- **BRANO SCELTO**
····················

Riprendendo con 'infedele fedeltà' lo Spirito del Romanzo (autobiografico) "The Short-Timers" di Hasford (co-autore della sceneggiatura), Kubrick decostruisce e rivela i perversi meccanismi dell'esercito partendo dall'addestramento, primo passo attraverso il quale esso lava il cervello degli arruolati estirpandone Coscienza Individuale e Umanità per trasformarli non proprio in robot ma in psicotici privi di compassione e pietà portati istintivamente all'omicidio (legalizzato) e allo sterminio. La follia brutale viene instillata nei militari, ormai privati quasi completamente di umanità ed empatia (resta qualche traccia, ma è sempre a rischio), e non ci si stupisce nel vedere come molti di essi diventino psicotici assassini 'illegali' (come Whitman o, nel Film, Pyle) o 'legalizzati' (come il soldato che, dall'elicottero, spara alla gente impegnata in risaia, senza guardare se ammazza uomini, donne o persino bambini e bambine!). Il soldato e il suo fucile smettono (parzialmente o totalmente) di essere Individui Umani diventando principalmente un'arma in mano al potere, e chi nell'esercito è conscio di questo suo essere pedina può solamente cercare di nascondere questa consapevolezza sotto un'ironia cinica, aggrappandosi all'istinto di sopravvivenza... Oppure disertare, ma al Film (coerentemente) non interessa studiare questa figura.
Non c'è traccia dell'esaltazione becera che dovrebbe caratterizzare il cinema bellico e/o action militare più propagandistico come 'Berretti verdi' o sequel ed emuli di 'Rambo' (ho usato il condizionale perché non credo di aver mai visto per intero film di questo tipo, dissuaso soprattutto dalla loro fama fascisteggiante). Ma non c'è nemmeno quell'ambigua giustificazione democratica presente in gran parte di film come quelli sulla seconda guerra mondiale (come "Saving Private Ryan")ma anche alcuni su guerre recenti (come "Black Hawk Down"), dove l'orrore della guerra (se mostrato) viene 'eticizzato' con la lotta contro i pericoli della democrazia, dal nazismo al terrorismo.
Nella Guerra la Vita perde importanza e rispetto, e ogni spinta individuale viene duramente repressa, dalla verità (i media militari costruiscono una narrazione propagandistica del conflitto) alle riflessioni complesse e problematiche, come prova l'aspro rimprovero che un alto ufficiale fa a Joker per l'auto-contraddizione del simbolo della pace sul petto accostato alla scritta "Born to Kill" sul proprio elmetto.

····················

- **COMPITO ASSEGNATO**
Rispondi in breve usando il brano:
(a) Da quale romanzo riprende lo spirito Kubrick, e chi l'ha scritto?
(b) Quali due film cita il brano come casi di "ambigua giustificazione democratica"?
(c) Che scritta porta Joker sul proprio elmetto?
Per questo lavoro i dati non servono.

- **DATI DI PARTENZA**
····················

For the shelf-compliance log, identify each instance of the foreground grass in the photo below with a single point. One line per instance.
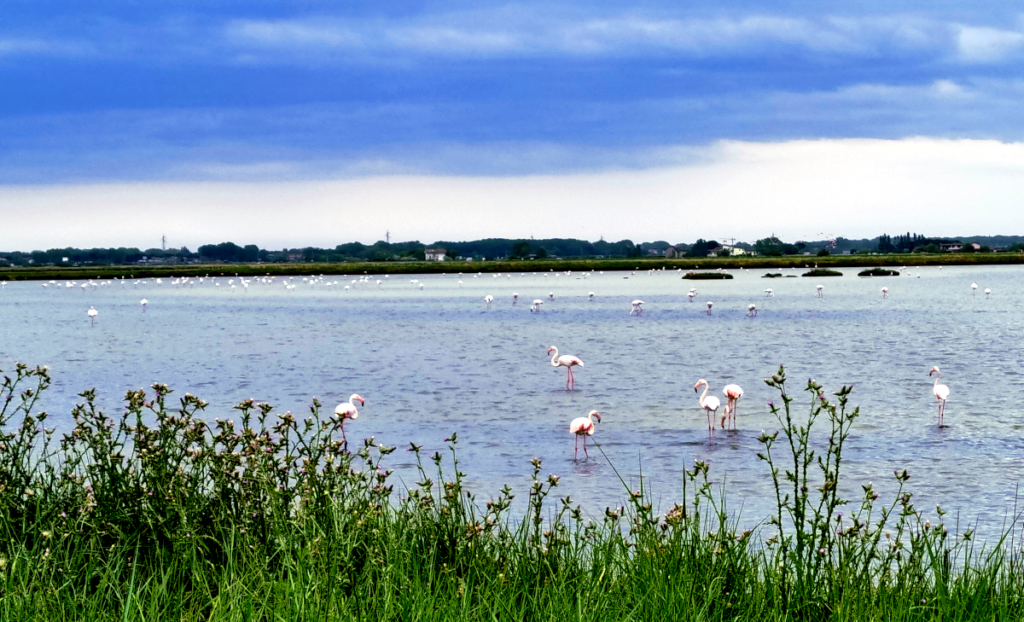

····················

- **RISPOSTA ATTESA**
(a) Dal romanzo "The Short-Timers" di Hasford.
(b) "Saving Private Ryan" e "Black Hawk Down".
(c) "Born to Kill".